• **DOCUMENT EXTRACT**

Beware of the New Feel-Good Prompt for 2021-2022

 

I wish I could say I was grateful for the newest essay prompt added this year by the Common Application:

4. Reflect on something that someone has done for you that has made you happy or thankful in a surprising way. How has this gratitude affected or motivated you?

The Common App folks seem to be trying to inject some upbeat energy to the application process by asking students to focus on something positive in their lives. I assume it’s a response to the exhaustion and stress from the endless months of Covid.

They make a big deal about trying to bring “some joy” into the application process with this new gratitude prompt (details in the blue link below). While I love the intent, I don’t think that’s going to work here. In fact, I think it could backfire for many students.

RELATED: 2021-2022 Common App Essay Prompts

Don’t get me wrong. I love the concept of gratitude. As a kid, my mom always made us list 10 things we were grateful for whenever we were feeling down or starting whining about our lives. It was a remarkably powerful exercise for shifting our perspective, and I love that it’s on trend today. I still make my gratitude lists.

However, as an essay prompt for a college admissions essay, I find it ineffective. To me, prompts should help students find experiences, moments and times in their lives where they can reveal how they think and feel, and then reflect on how they got that way and why it matters.

I’m wary of prompts that don’t encourage students to take a hard look at themselves and the obstacles or challenges they have faced. To me, these make the best essays, since the students can share interesting real-life stories where they had to change, grow and ultimately learn something about themselves.

Problems are Your Friend in Essays

If you choose to write an essay about someone you are grateful for, most likely because they helped you in some way handle a problem in your life, make sure to first share the story behind why you needed help—a problem you faced (an obstacle, challenge, mistake, setback, etc.). This will give your essay more substance and interest to draw in your reader. Then you can go onto reflecting about what you learned from this challenge, and how and why you are grateful for whoever it was that helped you handle or manage that problem.

To me, the biggest potential pitfall of this new prompt would be students who write their entire essay about a person they are grateful for, and make the entire essay about that person. That would be a terrible essay, no matter how wonderful the other person was.

Example of terrible essay: “My mom has always been there for me. Whenever I’ve been down or struggling, she would come in my room and let me vent my feelings. Even when I came home with a low grade in math, she would give me a hug and encourage me to keep doing my best. I’m so grateful for her and everything she has done for me. She has sacrificed so much for me and my family. ….”

While you may have a supermom, and are extremely grateful for her, she most likely would not make a great topic for your common app essay.

The Major Pitfall of This New Prompt

These essays need to be about YOU! Yes, you can talk about another helpful person, and why you were grateful for them, but the bulk of your essay must be about you, and the issue you faced, and what YOU did to deal with it, and then how you got an assist from someone else, and then how that made you feel–grateful. Showing gratitude is a wonderful way to show colleges that you have a mature view of life–that you are not overly self-involved, or entitled or full of yourself. It reveals humility.

• **STUDY MATERIAL**

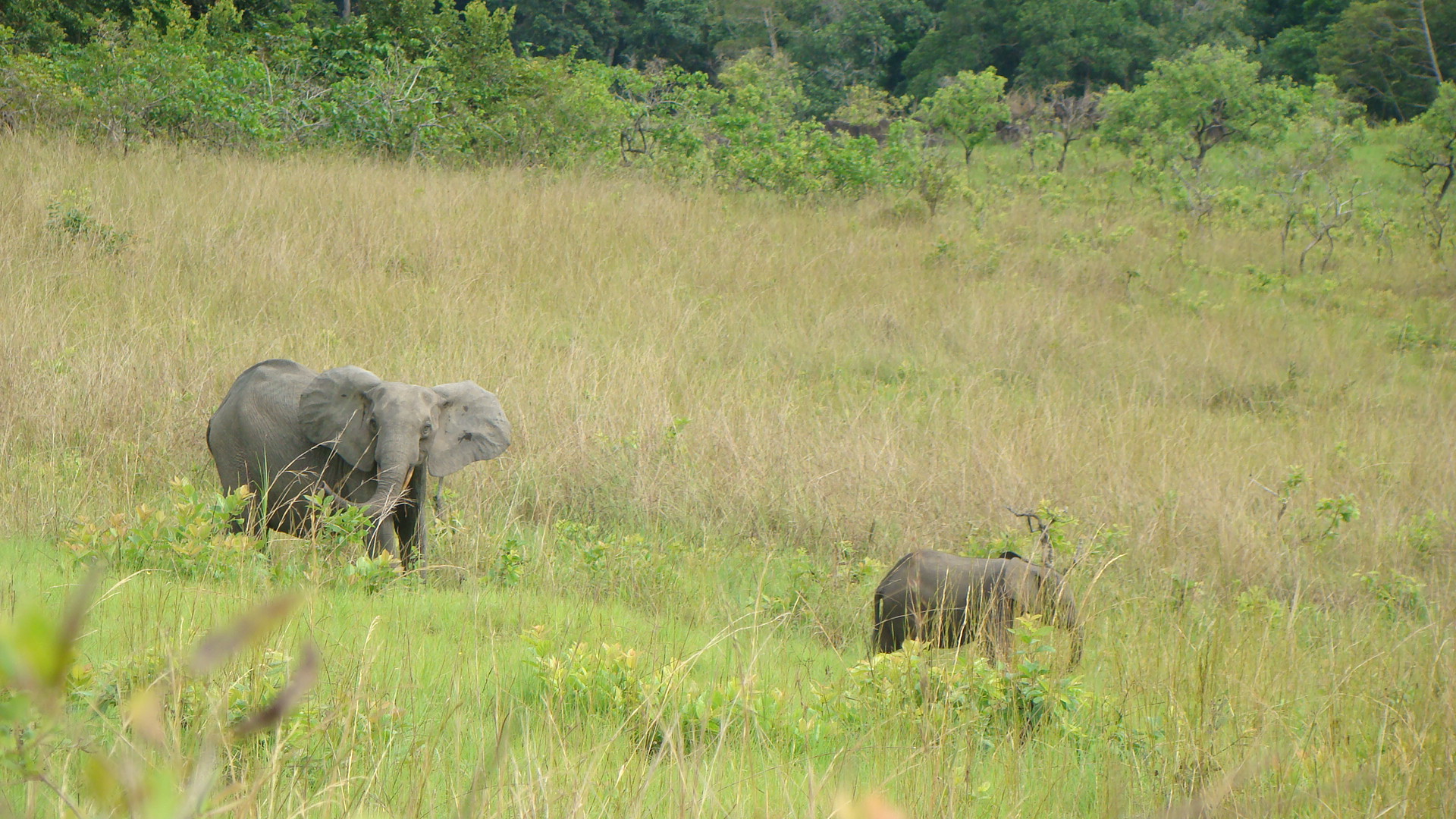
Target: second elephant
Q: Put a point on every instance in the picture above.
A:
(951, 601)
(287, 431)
--
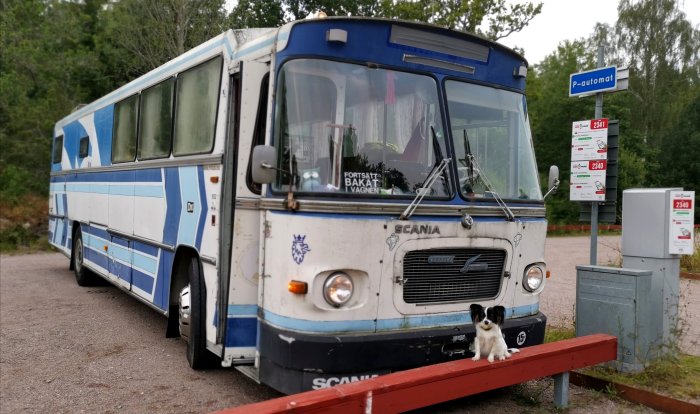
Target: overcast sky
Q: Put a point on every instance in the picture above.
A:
---
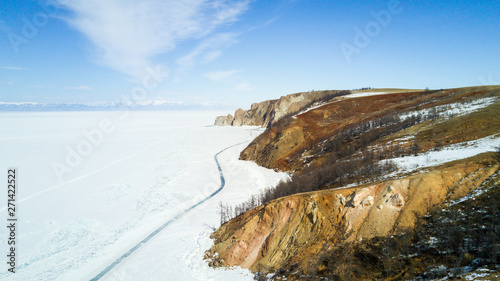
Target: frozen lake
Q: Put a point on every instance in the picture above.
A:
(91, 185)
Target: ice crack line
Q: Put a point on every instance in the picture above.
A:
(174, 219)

• **EXERCISE DIRECTIONS**
In the piece about the new gratitude essay prompt, how many things did the writer's mom make the kids list when they felt down? Rely only on the text, not the records.

• **YOUR RESPONSE**
10 things they were grateful for.